ABOUT THIS EXERCISE: Copy all lines holding the word "pants" from the entries.

INFORMATION PROVIDED:
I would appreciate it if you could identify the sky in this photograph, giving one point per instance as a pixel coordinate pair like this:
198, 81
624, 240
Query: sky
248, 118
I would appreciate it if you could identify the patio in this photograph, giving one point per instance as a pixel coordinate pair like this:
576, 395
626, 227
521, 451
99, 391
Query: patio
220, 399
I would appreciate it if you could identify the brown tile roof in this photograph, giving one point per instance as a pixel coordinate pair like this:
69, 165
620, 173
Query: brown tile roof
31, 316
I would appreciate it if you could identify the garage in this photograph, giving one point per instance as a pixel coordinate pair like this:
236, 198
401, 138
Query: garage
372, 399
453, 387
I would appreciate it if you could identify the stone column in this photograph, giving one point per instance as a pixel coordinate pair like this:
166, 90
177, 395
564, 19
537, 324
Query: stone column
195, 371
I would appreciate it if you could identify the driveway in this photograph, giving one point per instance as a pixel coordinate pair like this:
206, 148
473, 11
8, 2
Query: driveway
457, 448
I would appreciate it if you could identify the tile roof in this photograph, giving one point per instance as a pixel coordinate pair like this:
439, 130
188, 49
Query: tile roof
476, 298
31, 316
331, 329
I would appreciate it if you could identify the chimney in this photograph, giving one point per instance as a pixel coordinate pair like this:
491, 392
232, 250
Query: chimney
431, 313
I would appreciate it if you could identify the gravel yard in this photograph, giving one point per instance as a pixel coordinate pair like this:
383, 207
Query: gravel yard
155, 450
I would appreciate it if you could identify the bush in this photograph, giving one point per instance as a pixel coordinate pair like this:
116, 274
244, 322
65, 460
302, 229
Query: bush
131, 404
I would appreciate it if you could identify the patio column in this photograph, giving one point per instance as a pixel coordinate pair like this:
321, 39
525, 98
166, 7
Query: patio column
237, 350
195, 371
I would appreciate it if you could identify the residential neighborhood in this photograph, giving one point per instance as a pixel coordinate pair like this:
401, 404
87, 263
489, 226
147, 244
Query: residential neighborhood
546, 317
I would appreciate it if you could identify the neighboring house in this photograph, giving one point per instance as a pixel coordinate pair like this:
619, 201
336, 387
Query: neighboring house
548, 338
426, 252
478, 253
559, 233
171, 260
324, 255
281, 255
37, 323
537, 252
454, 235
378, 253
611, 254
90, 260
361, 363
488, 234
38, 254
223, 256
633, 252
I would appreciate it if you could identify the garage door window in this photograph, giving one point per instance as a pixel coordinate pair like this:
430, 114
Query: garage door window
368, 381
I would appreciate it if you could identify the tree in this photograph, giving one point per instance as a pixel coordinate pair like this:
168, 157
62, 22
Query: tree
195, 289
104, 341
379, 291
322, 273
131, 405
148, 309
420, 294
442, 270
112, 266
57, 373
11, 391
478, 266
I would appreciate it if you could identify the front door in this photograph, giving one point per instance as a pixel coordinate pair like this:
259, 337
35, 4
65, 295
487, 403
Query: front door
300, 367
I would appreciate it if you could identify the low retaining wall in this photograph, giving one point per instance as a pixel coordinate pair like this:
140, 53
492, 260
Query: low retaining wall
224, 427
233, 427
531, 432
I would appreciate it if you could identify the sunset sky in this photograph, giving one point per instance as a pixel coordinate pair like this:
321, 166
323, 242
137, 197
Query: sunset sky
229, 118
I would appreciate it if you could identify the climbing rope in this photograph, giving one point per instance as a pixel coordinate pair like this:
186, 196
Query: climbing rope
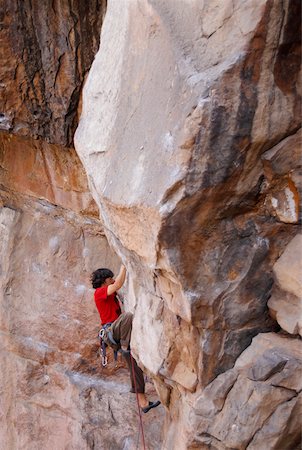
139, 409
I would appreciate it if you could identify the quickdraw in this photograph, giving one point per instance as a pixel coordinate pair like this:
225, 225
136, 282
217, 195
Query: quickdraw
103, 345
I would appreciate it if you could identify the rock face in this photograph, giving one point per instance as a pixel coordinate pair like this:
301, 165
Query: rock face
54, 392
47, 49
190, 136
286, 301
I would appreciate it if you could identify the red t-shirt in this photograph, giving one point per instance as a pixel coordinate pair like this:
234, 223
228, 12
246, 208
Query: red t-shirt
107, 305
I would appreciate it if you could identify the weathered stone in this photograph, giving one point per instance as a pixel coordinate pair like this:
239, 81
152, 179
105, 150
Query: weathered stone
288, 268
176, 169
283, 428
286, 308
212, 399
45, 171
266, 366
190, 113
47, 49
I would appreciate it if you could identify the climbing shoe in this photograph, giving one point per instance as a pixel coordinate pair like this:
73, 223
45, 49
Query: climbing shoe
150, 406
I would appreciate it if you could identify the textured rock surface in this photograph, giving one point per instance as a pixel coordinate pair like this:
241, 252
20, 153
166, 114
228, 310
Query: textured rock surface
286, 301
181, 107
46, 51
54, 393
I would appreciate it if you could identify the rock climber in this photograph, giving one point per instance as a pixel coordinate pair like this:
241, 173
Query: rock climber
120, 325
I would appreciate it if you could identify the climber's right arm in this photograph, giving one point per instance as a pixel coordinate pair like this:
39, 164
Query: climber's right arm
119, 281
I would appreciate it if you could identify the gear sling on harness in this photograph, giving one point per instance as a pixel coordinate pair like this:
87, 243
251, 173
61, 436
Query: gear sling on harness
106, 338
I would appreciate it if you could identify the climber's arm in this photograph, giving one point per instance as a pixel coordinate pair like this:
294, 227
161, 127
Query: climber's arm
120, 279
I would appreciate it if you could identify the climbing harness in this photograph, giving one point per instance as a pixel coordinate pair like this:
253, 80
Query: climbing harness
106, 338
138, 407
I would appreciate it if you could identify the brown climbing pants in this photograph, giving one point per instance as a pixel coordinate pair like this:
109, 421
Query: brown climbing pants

WRITTEN ANSWER:
I would appreciate it if you could identify the brown climbing pants in this photograph, giving one point per instance as a pixel coordinate pair like this:
Query: brown climbing pants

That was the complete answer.